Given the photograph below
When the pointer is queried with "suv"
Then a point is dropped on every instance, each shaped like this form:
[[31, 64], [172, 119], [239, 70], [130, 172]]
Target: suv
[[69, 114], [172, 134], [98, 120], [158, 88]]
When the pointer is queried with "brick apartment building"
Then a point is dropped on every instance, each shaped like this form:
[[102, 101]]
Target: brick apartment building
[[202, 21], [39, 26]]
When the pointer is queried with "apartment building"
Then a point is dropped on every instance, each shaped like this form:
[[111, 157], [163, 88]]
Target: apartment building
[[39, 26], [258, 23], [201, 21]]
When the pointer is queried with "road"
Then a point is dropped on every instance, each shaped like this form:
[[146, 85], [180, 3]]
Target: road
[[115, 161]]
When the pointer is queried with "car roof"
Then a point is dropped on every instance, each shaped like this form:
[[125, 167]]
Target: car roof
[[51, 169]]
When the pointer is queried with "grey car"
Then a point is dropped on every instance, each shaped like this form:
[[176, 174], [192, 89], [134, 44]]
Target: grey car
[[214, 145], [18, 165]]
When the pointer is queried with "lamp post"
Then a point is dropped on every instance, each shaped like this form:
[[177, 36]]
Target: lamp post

---*---

Set task
Write out each line of the data above again, exactly as given.

Written solution
Given the photograph below
When the pointer is queried with "suv"
Then a point is dropped on every instance, each shaped like this form:
[[31, 64], [172, 119], [239, 70], [130, 172]]
Target: suv
[[69, 114], [172, 134], [98, 120], [158, 88]]
When the pointer is queried with "brick apartment building"
Then a point is dropped on every instance, each shaped like this form:
[[102, 101]]
Target: brick apartment building
[[202, 21], [39, 26]]
When the pointer is queried with "apartment building"
Then a point is dropped on every instance, each shaped like this form:
[[111, 157], [163, 88]]
Target: apartment building
[[39, 26], [258, 23], [201, 21]]
When the pointer is queried with "road"
Then a point is dropped on every instance, each shaped like this form:
[[146, 85], [180, 3]]
Target: road
[[115, 161]]
When the pointer is queried with "car roof"
Then a point is dropped on every instance, each shaped like this form:
[[125, 167]]
Target: car roof
[[51, 169]]
When the pointer is queried with "grey car"
Then a point is dropped on every instance, each shaped like this form:
[[176, 174], [192, 89], [134, 44]]
Target: grey car
[[214, 145], [18, 165]]
When the pointer is queried with "lamp post"
Then a point is dropped on every instance, each shaped like this form:
[[177, 36]]
Target: lamp post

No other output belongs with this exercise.